TEXT SHOWN –
● ● ● ● ●

Natasha told several firefighters that Alexanderia was missing, and Chief Rhodes sent rescuers to look for her, but they could not find her. When the sun arose and the water receded, Alexanderia’s dead body was found in a wooded area that also contained debris that had been carried away by the flood.

The Collinses’ and Aurells’ homes were located in a floodway. But neither family had been told that their home was in a flood-prone area. Both families have sworn that if they had known of that danger, they would not have moved into Skyline.

The June 2007 flood displaced and damaged several mobile homes within Skyline and sent two homes and a car into the creek. The record indicates that the flood caused more than $1 million in property damage. When the flood occurred, Hal-tom City was not receiving heavy rain. Chief Rhodes, who had been working for the HCFD since 1986, said that until the June 2007 Skyline flood, he had never known flooding to occur in the City when there was no ongoing heavy rain.

Tarrant County declared a local state of disaster. On June 19, 2007, Tarrant County Judge B. Glen Whitley sent a letter to Governor Rick Perry to ask for state assistance in responding to the flood. Officials also asked for and received federal assistance. In part by money that the City received from a federal grant, it eventually began purchasing many Skyline properties that were located in the floodway or floodplain. Also, in 2008, the City cooperated with other cities to create a Hazard Mitigation Action Plan, which broadly addressed potential hazards that could occur in the future. After the flood, Skyline put up signs that warned residents about parts of Skyline being located within a floodplain; the signs cost between $20 and $40 each.

At the time that the flood occurred, the City did not own or maintain any land in or adjacent to Skyline, did not own or control streets in Skyline, did not own or maintain any part of the creek that flows through or is adjacent to Skyline, and did not have any “moveable property” in Skyline. Also, the City did not require residential property owners, including owners of mobile homes, to obtain a permit when moving into a home in the City. Skyline’s residents did not pay the City directly for water and sewer service; instead, the City billed Skyline, which billed the residents. The City did not furnish electric or gas utility service to Skyline’s residents.

Appellees sued the City, Skyline (for negligence and negligence per se), and other parties. Against the City, appellees asserted negligence claims based on special defect and premises defect theories, citing sections 101.021 and 101.022 of the civil practice and remedies code. Appellees also asserted a claim against the City under Wilson v. Tex. Parks and Wildlife Dep’t alleging that the City was liable because it had undertaken a duty to make Skyline safe and had breached that duty. Appellees sought damages for their personal physical and emotional injuries, but they did not seek damages relating to their property.

● ● ● ● ●

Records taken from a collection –

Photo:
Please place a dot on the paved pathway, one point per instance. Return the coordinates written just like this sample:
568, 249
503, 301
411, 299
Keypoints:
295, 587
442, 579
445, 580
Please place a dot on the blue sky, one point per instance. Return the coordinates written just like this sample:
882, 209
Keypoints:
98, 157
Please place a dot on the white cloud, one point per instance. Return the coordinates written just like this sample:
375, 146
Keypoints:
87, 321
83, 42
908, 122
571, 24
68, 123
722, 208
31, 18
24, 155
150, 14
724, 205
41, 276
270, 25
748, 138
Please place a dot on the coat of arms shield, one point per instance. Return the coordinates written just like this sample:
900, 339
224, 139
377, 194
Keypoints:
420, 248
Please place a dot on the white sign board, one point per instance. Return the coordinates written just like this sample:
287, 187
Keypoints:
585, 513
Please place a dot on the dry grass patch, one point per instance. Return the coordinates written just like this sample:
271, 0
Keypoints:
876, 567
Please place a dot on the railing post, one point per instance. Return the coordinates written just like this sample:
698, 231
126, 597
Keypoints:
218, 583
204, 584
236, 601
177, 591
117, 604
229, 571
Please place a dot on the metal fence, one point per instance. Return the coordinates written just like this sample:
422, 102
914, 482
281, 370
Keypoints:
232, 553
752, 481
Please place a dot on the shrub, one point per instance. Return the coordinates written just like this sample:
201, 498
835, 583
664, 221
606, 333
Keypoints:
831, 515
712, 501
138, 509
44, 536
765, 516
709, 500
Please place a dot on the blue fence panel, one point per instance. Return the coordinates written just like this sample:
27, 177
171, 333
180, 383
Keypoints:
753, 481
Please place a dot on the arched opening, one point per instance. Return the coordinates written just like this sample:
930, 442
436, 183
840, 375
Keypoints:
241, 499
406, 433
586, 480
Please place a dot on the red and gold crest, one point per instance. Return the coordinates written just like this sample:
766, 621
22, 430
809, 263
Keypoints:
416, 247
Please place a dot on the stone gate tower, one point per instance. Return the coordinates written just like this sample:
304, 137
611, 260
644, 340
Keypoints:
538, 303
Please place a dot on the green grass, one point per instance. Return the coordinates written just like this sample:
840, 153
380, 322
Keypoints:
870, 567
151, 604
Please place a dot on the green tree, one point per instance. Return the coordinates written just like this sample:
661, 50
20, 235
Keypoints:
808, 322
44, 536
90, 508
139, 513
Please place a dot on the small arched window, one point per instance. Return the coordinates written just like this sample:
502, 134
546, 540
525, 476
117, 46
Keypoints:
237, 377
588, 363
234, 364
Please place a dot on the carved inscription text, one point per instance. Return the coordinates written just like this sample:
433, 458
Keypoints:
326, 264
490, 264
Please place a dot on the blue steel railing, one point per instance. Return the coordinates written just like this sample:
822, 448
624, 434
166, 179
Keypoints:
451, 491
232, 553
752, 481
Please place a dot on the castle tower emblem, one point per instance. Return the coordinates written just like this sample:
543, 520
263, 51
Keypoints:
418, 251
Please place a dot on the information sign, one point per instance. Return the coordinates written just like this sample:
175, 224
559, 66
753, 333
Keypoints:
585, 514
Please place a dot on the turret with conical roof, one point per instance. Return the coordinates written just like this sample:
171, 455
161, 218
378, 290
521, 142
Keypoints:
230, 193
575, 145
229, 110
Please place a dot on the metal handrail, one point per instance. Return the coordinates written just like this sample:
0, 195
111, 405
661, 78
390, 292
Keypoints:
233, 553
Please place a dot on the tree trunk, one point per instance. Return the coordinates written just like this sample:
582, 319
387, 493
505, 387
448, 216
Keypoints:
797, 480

● ● ● ● ●

TO BE DONE –
• A. Collect every line of the listing that contains the word "arched", treating uppercase and lowercase as distinct.
• B. Carry the passage about the Skyline flood further, picking up right after its final sentence.
The listing has no connection to the passage about the Skyline flood.

ANSWER SET –
• A.
Please place a dot on the arched opening, one point per instance. Return the coordinates written just like this sample:
Please place a dot on the small arched window, one point per instance. Return the coordinates written just like this sample:

• B.
The City answered appellees’ suit and filed a motion for summary judgment on traditional and no-evidence grounds. In the motion, the City contended that it had immunity from appellees’ claims because it had not received timely written or actual notice of them; it did not own, occupy, or control the land where the flooding occurred; it did not breach any duty that might have been owed to appellees when the flood occurred; it had performed discretionary, legislative functions with respect to the enforcement (or lack thereof) or ordinances affecting Skyline; and ap-pellees had no evidence that the City had assumed or breached a duty under Wilson. In appellees’ response to the City’s motion, they dropped their special defect claim and proceeded only upon their premises defect claim and their claim that the City had undertaken a duty to protect Skyline’s residents from flooding. The trial court denied the City’s motion, and the City brought this appeal.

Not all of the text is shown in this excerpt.